FS#53227 - [linux-firmware] Random crashes/reboots when using Intel GPU firmware on kernel >= 4.8.6

Attached to Project: Arch Linux
Opened by Ralf Barth (Haggy) - Thursday, 09 March 2017, 15:16 GMT
Last edited by Sven-Hendrik Haase (Svenstaro) - Thursday, 03 March 2022, 12:20 GMT
Task Type Bug Report
Category Upstream Bugs
Status Closed
Assigned To Laurent Carlier (lordheavy)
Architecture x86_64
Severity High
Priority Normal
Reported Version
Due in Version Undecided
Due Date Undecided
Percent Complete 100%
Votes 0
Private No

Details

Description:
When using the Intel i915 firmware for integrated GPUs on Skylake (that is part of this package), i experience random reboots and kernel crashes. This also affects some other people as there are similar reports found on the web. The error message is more or less always the same: "[i915]] *ERROR* DC state mismatch (0x0 -> 0x2)". My current workaround is to rename/remove /lib/firmware/i915 and rebuild the initrd which obviously complains about missing i915 firmware but lets the machine run stable for days. When the firmware is loaded, i see mentioned kernel crashes in dmesg and the machine reboots at least once a day. Oddly, the reboot happens some minutes *after* the kernel crash is logged.

__Data supplied__.
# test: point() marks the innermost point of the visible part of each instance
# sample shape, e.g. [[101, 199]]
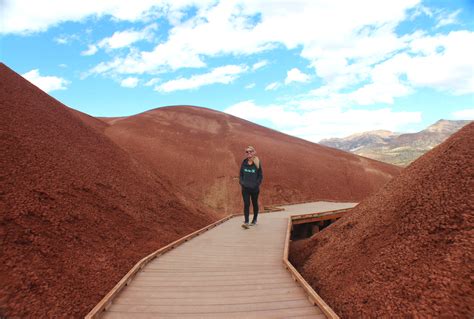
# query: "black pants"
[[247, 194]]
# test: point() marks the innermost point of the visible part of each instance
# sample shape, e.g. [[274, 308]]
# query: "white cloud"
[[129, 82], [46, 83], [250, 86], [448, 18], [272, 86], [152, 82], [91, 50], [295, 75], [224, 74], [121, 39], [325, 122], [259, 65], [24, 16], [231, 28], [466, 114], [346, 47], [443, 62]]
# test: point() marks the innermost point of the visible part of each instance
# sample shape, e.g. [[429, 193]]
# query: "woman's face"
[[249, 153]]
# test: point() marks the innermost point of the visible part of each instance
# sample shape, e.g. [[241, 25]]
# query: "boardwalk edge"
[[312, 295], [107, 300]]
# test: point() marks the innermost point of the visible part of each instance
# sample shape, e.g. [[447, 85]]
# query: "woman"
[[250, 179]]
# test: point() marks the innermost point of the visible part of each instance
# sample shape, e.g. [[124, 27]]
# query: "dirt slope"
[[406, 251], [200, 150], [76, 211]]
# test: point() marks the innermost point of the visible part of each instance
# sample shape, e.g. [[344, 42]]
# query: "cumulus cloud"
[[24, 16], [46, 83], [91, 50], [272, 86], [224, 75], [250, 86], [447, 18], [129, 82], [259, 64], [325, 122], [295, 75], [121, 39], [466, 114], [152, 82]]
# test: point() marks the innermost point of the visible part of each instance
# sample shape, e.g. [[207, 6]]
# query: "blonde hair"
[[255, 159]]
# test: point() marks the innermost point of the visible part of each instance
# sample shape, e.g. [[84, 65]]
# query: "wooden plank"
[[314, 217], [242, 314], [197, 309], [216, 300], [102, 305], [200, 295], [226, 267]]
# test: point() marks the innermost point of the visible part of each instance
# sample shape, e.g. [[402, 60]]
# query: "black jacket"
[[250, 176]]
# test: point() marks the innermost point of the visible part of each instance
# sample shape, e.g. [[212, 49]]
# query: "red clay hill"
[[201, 150], [76, 211], [407, 251]]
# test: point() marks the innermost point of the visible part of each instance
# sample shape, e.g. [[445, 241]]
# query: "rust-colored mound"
[[201, 150], [76, 211], [406, 251]]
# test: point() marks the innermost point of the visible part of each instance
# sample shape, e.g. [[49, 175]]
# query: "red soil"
[[76, 211], [200, 150], [407, 251]]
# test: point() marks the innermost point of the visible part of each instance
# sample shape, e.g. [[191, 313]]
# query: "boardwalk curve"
[[226, 272]]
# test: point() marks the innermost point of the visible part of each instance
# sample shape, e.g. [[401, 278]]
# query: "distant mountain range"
[[396, 148]]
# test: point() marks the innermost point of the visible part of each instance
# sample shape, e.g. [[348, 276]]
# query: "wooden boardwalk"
[[226, 272]]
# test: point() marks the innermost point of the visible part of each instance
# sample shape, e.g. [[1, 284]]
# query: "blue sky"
[[313, 69]]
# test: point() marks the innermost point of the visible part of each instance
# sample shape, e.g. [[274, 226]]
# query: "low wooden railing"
[[107, 300]]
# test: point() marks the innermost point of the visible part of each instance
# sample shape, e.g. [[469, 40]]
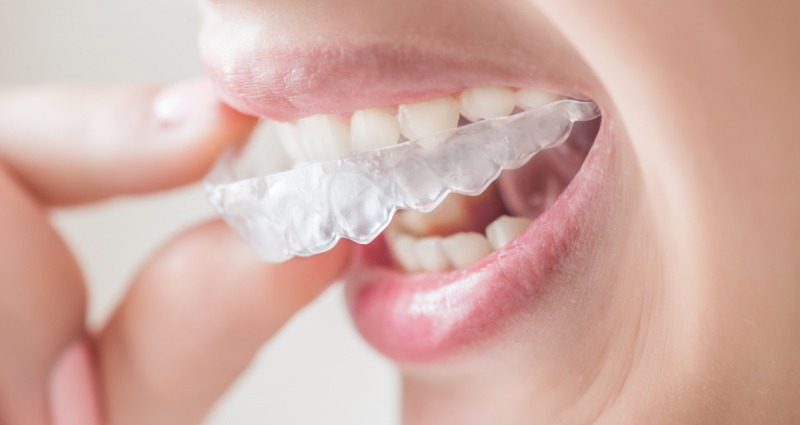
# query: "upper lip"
[[261, 74]]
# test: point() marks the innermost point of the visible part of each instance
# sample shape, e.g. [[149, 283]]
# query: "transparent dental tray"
[[305, 210]]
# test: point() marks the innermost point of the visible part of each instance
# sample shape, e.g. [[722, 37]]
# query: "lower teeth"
[[464, 230]]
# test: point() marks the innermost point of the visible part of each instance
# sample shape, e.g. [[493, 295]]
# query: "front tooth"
[[403, 249], [373, 129], [487, 102], [464, 249], [426, 118], [291, 141], [430, 254], [501, 231], [530, 98], [324, 137], [453, 210]]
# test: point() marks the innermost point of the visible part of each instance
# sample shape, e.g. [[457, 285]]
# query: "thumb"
[[73, 145]]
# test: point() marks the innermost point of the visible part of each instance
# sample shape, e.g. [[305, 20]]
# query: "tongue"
[[530, 190]]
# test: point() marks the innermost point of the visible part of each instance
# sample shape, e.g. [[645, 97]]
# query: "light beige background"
[[317, 371]]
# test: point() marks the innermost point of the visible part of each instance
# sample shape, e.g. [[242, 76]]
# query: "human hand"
[[197, 311]]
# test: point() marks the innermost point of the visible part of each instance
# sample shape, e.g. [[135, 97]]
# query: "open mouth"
[[416, 290], [433, 283]]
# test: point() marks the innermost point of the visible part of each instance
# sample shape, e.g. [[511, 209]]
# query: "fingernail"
[[186, 101], [72, 389]]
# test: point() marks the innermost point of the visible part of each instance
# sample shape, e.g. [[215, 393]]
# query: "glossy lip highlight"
[[426, 317]]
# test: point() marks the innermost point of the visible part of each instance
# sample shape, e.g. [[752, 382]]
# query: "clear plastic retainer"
[[306, 210]]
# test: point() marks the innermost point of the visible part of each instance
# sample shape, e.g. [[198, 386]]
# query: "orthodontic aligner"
[[306, 210]]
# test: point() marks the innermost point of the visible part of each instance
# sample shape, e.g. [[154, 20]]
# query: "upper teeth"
[[327, 137]]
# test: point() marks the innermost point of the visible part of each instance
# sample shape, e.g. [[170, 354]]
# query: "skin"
[[690, 312]]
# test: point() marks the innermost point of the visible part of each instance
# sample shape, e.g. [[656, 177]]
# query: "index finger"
[[74, 145]]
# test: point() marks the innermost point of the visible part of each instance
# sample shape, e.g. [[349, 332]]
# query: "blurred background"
[[317, 371]]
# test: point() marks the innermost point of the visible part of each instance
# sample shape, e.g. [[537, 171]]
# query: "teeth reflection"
[[324, 137], [530, 98], [305, 210], [404, 251], [290, 139], [373, 129], [423, 119], [430, 252], [479, 103], [464, 249]]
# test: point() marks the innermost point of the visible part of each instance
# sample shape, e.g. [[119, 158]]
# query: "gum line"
[[306, 210]]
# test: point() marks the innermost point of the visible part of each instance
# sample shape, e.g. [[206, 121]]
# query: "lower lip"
[[423, 318]]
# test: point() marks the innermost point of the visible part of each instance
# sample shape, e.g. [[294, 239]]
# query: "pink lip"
[[314, 76], [421, 318]]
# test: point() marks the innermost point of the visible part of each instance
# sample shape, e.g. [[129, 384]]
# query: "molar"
[[530, 98], [479, 103], [373, 129], [504, 229], [423, 119], [464, 249], [430, 254], [324, 137], [290, 139]]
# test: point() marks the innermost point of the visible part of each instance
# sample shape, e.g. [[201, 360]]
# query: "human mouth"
[[432, 285], [330, 194]]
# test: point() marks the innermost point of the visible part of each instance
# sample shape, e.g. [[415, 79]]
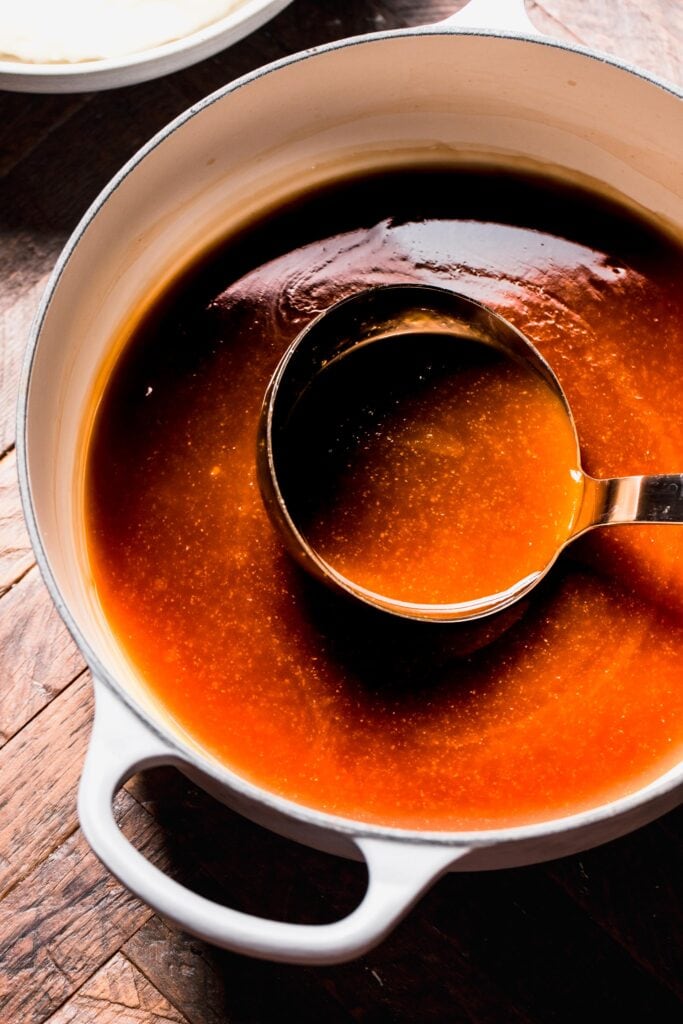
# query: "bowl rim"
[[283, 807], [151, 62]]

__The request__. According to the bug report, how often does the machine reboot when the firmware is loaded?

__Output for this exercise__. At least once a day.